> _EXERCISE_
Extract the full listing below without altering a single character.

> _Excerpts of pointing data_
---
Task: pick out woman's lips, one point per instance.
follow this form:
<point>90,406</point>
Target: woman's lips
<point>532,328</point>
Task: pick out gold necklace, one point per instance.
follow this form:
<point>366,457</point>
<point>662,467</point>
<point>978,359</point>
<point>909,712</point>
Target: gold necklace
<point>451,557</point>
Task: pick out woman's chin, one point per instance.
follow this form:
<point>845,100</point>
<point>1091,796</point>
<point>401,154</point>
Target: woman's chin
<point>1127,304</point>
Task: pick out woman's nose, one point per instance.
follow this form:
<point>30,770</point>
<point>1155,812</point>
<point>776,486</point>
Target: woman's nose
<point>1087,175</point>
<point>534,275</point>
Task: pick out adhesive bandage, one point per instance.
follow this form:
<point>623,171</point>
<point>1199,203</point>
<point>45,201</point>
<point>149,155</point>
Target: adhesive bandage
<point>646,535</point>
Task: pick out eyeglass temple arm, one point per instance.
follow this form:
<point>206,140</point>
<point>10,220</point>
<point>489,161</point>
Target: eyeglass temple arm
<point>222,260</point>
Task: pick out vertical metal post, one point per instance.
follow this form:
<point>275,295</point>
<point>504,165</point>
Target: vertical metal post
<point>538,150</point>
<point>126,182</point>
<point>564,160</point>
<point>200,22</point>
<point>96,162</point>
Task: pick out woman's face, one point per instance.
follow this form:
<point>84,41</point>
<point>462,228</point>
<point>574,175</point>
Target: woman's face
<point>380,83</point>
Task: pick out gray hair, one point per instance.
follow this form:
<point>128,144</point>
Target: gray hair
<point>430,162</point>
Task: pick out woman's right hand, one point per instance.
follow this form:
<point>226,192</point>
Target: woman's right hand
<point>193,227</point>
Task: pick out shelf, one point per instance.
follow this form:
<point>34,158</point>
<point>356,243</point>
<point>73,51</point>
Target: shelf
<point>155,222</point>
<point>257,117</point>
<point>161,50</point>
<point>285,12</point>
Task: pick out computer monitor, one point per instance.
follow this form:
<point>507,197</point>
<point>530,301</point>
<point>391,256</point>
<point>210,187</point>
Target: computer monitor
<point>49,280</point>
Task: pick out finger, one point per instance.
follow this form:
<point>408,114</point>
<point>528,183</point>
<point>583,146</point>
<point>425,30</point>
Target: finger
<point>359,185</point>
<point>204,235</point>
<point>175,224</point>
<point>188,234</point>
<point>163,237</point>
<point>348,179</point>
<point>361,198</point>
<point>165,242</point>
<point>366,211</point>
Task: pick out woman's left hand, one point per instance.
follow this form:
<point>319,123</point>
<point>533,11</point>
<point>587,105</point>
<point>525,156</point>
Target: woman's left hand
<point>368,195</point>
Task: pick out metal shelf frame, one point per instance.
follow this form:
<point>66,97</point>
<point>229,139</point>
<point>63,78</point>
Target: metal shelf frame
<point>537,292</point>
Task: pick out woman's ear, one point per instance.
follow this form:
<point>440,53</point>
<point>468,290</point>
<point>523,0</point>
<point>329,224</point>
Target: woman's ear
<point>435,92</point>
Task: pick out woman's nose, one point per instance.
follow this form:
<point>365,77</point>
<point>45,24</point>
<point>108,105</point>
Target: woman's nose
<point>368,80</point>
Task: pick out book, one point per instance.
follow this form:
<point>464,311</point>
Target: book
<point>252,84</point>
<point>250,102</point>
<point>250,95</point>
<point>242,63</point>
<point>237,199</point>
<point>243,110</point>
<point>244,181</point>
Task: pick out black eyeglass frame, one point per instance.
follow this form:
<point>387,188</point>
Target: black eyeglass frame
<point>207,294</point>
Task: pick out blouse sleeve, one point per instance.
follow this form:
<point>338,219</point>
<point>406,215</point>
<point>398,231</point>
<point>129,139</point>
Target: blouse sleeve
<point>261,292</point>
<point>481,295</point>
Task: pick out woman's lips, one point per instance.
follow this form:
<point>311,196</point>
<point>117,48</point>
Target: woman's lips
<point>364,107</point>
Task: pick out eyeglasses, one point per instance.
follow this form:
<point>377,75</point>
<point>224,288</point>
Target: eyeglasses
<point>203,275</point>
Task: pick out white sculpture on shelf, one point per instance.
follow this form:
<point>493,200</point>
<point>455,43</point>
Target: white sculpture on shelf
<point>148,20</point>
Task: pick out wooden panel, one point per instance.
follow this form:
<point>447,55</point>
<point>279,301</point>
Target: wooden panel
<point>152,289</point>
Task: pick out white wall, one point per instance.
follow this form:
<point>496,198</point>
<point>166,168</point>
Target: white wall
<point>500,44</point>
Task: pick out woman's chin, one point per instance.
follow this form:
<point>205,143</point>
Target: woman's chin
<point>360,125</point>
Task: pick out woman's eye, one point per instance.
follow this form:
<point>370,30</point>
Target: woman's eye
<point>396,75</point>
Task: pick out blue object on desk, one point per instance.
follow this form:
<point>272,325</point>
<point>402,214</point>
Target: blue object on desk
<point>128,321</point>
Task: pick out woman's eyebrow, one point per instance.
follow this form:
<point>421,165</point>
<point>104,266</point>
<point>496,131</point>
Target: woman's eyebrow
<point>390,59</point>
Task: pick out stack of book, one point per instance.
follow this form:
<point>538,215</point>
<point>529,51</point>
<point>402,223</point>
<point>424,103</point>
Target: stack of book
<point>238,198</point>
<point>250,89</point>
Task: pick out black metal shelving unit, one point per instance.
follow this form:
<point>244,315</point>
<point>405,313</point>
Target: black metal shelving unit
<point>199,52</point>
---
> _CORRECT RESULT_
Task: pick out woman's lips, one point per instance.
follow this form:
<point>90,406</point>
Target: woman's lips
<point>532,328</point>
Task: pick out gold necklace, one point per instance.
follow this form:
<point>366,457</point>
<point>662,467</point>
<point>978,359</point>
<point>909,712</point>
Target: gold necklace
<point>451,557</point>
Task: pick out woman's chin, one point per instance.
follow this form:
<point>845,100</point>
<point>1091,796</point>
<point>401,154</point>
Target: woman's chin
<point>1127,304</point>
Task: pick out woman's nose, one point per instance.
follow this form:
<point>30,770</point>
<point>1155,812</point>
<point>776,486</point>
Target: woman's nose
<point>1087,175</point>
<point>534,275</point>
Task: pick out adhesive bandage, one point per instance.
follow this form:
<point>623,171</point>
<point>1199,203</point>
<point>45,201</point>
<point>149,155</point>
Target: adhesive bandage
<point>646,535</point>
Task: pick out eyeglass temple arm, one point per instance.
follow this form:
<point>206,140</point>
<point>10,220</point>
<point>489,161</point>
Target: eyeglass temple arm
<point>222,260</point>
Task: pick out vertical metal post, one point per instance.
follow this form:
<point>275,295</point>
<point>504,165</point>
Target: vertical metal post
<point>538,150</point>
<point>126,182</point>
<point>564,160</point>
<point>200,22</point>
<point>96,162</point>
Task: pick out woman's face, one point per instance.
follow this form:
<point>84,41</point>
<point>462,228</point>
<point>574,175</point>
Target: woman's face
<point>380,83</point>
Task: pick out gray hair, one point per instance.
follow this form:
<point>128,144</point>
Target: gray hair
<point>430,162</point>
Task: pick out woman's right hand, one point per instance.
follow this form:
<point>226,192</point>
Target: woman's right hand
<point>193,227</point>
Task: pick out shelf, one point per instance.
follow this form:
<point>34,158</point>
<point>356,243</point>
<point>73,51</point>
Target: shelf
<point>155,222</point>
<point>257,117</point>
<point>161,50</point>
<point>285,12</point>
Task: pick out computer monitor, one point per instance.
follow this form:
<point>507,197</point>
<point>530,301</point>
<point>391,256</point>
<point>210,187</point>
Target: computer monitor
<point>49,280</point>
Task: pick out finger, one point per instance.
follow this form:
<point>408,114</point>
<point>528,183</point>
<point>583,146</point>
<point>425,30</point>
Target: finger
<point>359,185</point>
<point>204,235</point>
<point>175,224</point>
<point>188,234</point>
<point>163,237</point>
<point>348,179</point>
<point>361,198</point>
<point>165,242</point>
<point>366,211</point>
Task: pick out woman's left hand, one point per instance.
follow this form:
<point>319,123</point>
<point>533,11</point>
<point>587,105</point>
<point>525,156</point>
Target: woman's left hand
<point>368,195</point>
Task: pick out metal shelf frame, one point per instance.
follow this form:
<point>66,97</point>
<point>229,139</point>
<point>63,78</point>
Target: metal shelf frame
<point>537,292</point>
Task: pick out woman's ear, one point per instance.
follow this form:
<point>440,53</point>
<point>468,290</point>
<point>523,0</point>
<point>329,224</point>
Target: woman's ear
<point>435,92</point>
Task: pick out woman's nose, one point per instance.
follow this form:
<point>365,77</point>
<point>45,24</point>
<point>108,105</point>
Target: woman's nose
<point>368,80</point>
Task: pick out book, one point per instance.
follow this form:
<point>464,311</point>
Target: book
<point>252,84</point>
<point>250,102</point>
<point>250,95</point>
<point>242,63</point>
<point>237,199</point>
<point>243,110</point>
<point>244,181</point>
Task: pick out black eyeglass frame, one point per instance.
follow this form:
<point>387,188</point>
Target: black eyeglass frame
<point>207,294</point>
Task: pick out blouse sleeve, one point per instance.
follow this form:
<point>338,219</point>
<point>406,215</point>
<point>398,231</point>
<point>129,139</point>
Target: blouse sleeve
<point>261,292</point>
<point>481,295</point>
Task: pick out woman's lips, one point per instance.
follow this form:
<point>311,196</point>
<point>117,48</point>
Target: woman's lips
<point>364,107</point>
Task: pick out eyeglasses, one point per instance.
follow this form:
<point>377,75</point>
<point>224,288</point>
Target: eyeglasses
<point>203,275</point>
Task: pick out white sculpture on shelf, one point per instance.
follow this form:
<point>493,200</point>
<point>455,43</point>
Target: white sculpture on shelf
<point>148,20</point>
Task: pick out wooden panel, one point per instance.
follow this form:
<point>447,55</point>
<point>279,301</point>
Target: wooden panel
<point>152,289</point>
Task: pick out white wall, one point per instance.
follow this form:
<point>496,198</point>
<point>166,168</point>
Target: white wall
<point>500,44</point>
Task: pick out woman's chin, one point per instance.
follow this form:
<point>205,143</point>
Target: woman's chin
<point>360,125</point>
Task: pick out woman's eye, one point per instance.
follow this form:
<point>370,30</point>
Target: woman's eye
<point>396,75</point>
Task: pick out blue object on desk, one point per instance.
follow this form:
<point>272,325</point>
<point>402,214</point>
Target: blue object on desk
<point>128,321</point>
Task: pick out woman's eyebrow, one point per instance.
follow this form:
<point>421,165</point>
<point>104,266</point>
<point>496,131</point>
Target: woman's eyebrow
<point>390,59</point>
Task: pick out stack of book, one point per instance.
follow this form:
<point>538,215</point>
<point>529,51</point>
<point>402,223</point>
<point>424,103</point>
Target: stack of book
<point>238,198</point>
<point>250,89</point>
Task: pick out black metal shelving unit, one point per instance.
follow this form:
<point>244,315</point>
<point>405,313</point>
Target: black metal shelving unit
<point>199,52</point>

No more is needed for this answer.